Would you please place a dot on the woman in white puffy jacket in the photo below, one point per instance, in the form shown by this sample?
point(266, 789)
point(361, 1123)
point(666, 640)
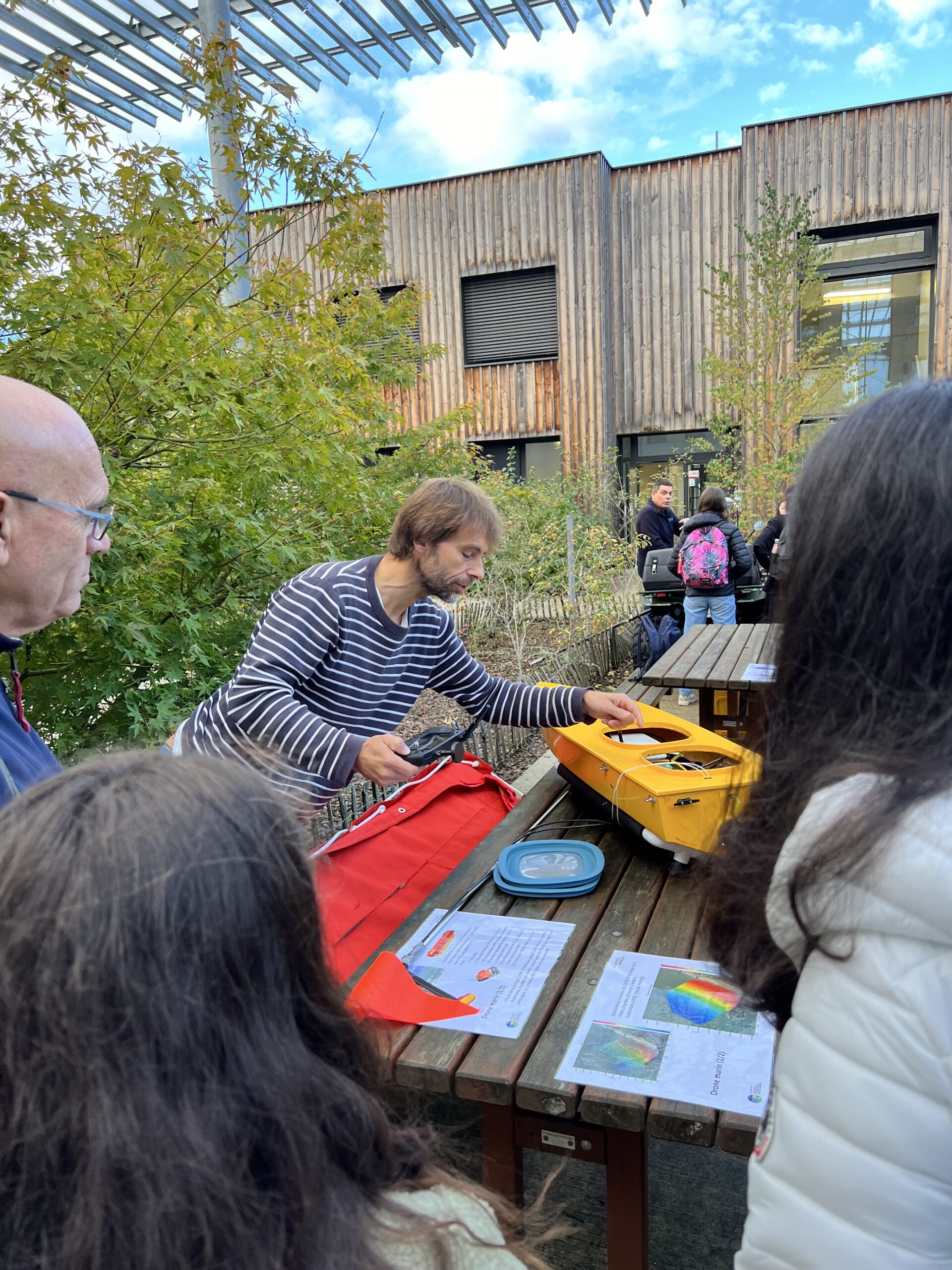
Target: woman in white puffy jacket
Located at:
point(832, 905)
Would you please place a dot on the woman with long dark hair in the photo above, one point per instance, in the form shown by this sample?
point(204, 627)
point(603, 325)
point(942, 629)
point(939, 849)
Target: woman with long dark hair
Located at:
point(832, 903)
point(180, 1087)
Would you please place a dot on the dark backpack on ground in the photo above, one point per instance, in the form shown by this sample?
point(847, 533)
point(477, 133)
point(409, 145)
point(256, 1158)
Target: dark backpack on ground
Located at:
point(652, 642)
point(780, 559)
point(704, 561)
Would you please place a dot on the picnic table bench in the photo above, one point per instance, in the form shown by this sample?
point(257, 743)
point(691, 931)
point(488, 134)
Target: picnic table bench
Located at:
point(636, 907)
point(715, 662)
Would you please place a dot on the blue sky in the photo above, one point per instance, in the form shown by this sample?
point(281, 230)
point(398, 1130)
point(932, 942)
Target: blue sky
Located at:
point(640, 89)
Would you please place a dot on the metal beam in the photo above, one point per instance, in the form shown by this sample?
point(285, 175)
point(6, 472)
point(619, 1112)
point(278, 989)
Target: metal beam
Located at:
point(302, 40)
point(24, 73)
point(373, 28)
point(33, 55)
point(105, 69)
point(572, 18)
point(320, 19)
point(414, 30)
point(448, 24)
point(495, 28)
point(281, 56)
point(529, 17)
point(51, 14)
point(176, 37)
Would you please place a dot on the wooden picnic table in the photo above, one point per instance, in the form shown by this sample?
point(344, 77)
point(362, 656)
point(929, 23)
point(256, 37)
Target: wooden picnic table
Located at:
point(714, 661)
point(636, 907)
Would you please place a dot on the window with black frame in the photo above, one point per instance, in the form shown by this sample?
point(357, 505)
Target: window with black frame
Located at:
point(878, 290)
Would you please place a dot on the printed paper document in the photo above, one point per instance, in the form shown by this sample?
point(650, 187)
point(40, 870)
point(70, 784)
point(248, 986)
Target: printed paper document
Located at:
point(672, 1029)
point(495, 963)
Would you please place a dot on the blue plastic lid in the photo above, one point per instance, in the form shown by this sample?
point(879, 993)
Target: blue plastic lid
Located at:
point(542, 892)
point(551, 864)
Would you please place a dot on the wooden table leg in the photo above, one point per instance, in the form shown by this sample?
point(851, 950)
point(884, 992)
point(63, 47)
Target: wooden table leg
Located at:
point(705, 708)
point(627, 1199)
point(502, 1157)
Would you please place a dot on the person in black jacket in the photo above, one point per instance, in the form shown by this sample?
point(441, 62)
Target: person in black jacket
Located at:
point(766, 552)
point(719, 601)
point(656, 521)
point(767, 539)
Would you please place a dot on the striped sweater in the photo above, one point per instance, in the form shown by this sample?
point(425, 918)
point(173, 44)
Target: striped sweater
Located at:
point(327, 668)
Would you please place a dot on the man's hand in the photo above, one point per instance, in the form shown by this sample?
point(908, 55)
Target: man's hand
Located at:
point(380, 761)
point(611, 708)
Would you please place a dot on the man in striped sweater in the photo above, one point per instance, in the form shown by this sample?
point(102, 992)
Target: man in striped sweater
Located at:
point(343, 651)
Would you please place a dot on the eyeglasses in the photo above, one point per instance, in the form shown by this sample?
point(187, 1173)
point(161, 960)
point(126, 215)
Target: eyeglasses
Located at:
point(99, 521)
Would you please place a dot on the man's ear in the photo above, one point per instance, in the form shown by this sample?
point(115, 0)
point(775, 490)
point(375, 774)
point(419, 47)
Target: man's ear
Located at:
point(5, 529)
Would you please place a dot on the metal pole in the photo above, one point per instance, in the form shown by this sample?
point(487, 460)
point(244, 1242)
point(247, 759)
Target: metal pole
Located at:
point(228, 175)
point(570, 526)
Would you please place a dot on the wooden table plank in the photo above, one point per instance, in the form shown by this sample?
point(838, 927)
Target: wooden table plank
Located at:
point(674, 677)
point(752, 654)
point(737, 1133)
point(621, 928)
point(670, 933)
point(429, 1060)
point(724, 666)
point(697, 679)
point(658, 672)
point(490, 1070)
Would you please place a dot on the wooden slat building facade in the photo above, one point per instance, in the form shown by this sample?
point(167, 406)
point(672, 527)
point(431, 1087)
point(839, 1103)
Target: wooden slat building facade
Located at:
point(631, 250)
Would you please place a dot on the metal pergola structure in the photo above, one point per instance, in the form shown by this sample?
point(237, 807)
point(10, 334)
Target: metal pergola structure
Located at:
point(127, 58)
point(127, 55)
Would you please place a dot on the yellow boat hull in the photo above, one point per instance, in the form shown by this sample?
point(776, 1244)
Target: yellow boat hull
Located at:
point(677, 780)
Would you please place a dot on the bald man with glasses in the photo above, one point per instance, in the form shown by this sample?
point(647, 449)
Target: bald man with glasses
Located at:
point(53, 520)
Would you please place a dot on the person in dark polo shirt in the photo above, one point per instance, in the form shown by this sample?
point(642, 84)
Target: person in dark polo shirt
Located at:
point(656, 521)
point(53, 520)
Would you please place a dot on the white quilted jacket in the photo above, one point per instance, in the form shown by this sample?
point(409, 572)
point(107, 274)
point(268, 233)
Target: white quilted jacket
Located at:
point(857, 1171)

□ □ □ □ □

## Work request
Go through the records and report each line that contains "ground".

## Solved problem
Would you please place a dot on the dark backpack on ground in the photo above, one point per instance, in the form shown by this sample?
Target: dark backpack on ground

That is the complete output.